[SUPPLIED ENTRIES — start]

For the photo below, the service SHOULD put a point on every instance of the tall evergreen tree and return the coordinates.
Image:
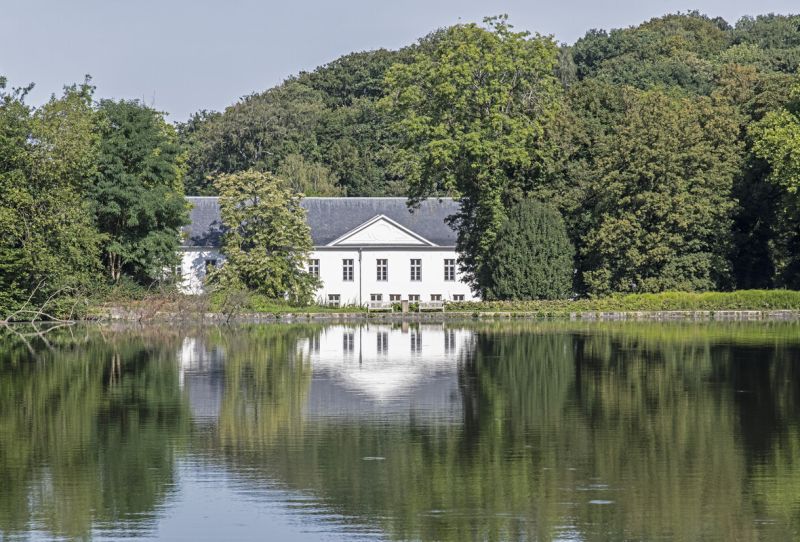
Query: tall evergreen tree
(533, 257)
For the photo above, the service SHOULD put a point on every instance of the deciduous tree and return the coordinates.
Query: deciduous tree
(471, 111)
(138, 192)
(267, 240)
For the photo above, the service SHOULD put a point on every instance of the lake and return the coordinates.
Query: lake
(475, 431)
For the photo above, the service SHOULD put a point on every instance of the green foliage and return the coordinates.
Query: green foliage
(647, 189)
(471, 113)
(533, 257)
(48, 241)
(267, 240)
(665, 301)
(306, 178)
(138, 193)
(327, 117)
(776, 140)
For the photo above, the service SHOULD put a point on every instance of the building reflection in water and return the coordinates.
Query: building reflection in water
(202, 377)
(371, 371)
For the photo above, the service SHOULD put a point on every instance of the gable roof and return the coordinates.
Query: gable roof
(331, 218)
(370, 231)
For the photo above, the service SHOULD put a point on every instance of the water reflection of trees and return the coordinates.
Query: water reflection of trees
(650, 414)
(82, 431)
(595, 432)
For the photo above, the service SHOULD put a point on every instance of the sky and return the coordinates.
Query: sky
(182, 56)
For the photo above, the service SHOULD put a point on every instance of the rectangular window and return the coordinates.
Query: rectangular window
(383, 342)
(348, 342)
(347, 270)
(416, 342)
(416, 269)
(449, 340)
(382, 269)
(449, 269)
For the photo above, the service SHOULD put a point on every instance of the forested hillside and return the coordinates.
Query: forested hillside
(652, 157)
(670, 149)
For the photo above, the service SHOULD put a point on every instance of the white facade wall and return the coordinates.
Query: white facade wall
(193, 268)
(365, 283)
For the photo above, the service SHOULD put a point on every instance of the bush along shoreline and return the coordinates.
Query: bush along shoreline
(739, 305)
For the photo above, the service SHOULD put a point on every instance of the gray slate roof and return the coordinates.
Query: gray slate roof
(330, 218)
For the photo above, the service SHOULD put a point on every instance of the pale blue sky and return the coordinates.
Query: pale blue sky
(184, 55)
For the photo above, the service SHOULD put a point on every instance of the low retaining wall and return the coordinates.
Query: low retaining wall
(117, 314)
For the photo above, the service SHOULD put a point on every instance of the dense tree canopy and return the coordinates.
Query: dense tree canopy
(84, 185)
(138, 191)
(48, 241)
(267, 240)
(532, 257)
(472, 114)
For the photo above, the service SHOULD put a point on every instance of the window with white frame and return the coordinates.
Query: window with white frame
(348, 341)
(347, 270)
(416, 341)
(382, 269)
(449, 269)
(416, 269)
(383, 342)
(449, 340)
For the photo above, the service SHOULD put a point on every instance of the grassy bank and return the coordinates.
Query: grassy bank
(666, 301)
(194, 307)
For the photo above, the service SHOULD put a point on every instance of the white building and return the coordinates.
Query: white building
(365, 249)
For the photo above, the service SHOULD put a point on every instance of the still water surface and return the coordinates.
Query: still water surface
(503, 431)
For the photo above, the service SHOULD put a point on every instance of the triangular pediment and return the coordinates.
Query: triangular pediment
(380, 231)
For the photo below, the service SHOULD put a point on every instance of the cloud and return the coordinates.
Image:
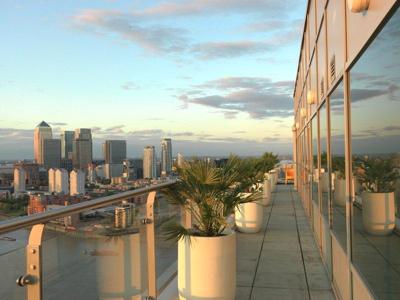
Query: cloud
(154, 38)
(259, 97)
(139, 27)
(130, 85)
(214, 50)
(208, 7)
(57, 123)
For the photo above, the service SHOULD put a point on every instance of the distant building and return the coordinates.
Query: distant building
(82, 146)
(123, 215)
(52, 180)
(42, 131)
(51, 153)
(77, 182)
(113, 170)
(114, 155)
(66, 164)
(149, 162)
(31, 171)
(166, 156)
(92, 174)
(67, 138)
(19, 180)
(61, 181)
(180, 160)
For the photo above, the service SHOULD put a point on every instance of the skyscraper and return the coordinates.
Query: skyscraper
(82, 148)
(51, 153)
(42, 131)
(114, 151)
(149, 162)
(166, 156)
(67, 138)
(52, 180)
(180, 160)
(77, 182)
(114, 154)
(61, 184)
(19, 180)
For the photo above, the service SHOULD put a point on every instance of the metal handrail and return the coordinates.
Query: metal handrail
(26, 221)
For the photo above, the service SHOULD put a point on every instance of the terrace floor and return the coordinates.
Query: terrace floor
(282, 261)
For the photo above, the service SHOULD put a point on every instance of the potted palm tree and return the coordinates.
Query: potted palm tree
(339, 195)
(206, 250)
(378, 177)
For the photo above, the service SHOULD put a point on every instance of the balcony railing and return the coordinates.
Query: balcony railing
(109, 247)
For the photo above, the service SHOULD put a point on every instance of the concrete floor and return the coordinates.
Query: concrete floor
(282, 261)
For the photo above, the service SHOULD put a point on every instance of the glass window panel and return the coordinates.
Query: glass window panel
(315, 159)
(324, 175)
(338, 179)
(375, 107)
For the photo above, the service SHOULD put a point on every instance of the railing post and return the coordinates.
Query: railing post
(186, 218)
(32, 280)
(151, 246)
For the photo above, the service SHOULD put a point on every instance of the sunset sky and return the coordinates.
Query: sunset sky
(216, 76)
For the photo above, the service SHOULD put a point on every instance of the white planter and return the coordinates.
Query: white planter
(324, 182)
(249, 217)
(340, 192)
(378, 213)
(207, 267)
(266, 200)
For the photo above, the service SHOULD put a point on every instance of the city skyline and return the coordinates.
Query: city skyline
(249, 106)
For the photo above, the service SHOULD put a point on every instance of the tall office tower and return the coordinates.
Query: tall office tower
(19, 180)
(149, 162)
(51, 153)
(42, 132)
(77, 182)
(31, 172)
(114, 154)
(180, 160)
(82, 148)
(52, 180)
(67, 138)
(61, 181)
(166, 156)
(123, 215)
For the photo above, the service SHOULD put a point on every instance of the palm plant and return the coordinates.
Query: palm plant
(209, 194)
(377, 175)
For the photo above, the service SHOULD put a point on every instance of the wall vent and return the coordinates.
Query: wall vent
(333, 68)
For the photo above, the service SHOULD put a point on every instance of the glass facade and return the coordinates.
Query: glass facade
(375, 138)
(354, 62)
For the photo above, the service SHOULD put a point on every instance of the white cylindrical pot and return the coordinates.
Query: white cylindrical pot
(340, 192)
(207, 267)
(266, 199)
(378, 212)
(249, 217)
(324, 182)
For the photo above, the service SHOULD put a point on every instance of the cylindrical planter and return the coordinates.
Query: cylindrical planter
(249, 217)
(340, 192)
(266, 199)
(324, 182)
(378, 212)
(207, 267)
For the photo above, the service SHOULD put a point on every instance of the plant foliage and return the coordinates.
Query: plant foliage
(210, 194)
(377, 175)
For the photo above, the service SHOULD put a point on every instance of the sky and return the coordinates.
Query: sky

[SUPPLIED ENTRIES — finish]

EXERCISE DIRECTIONS -
Across the records above, how many lines hold the string "below"? The number alone will do.

EXPECTED ANSWER -
2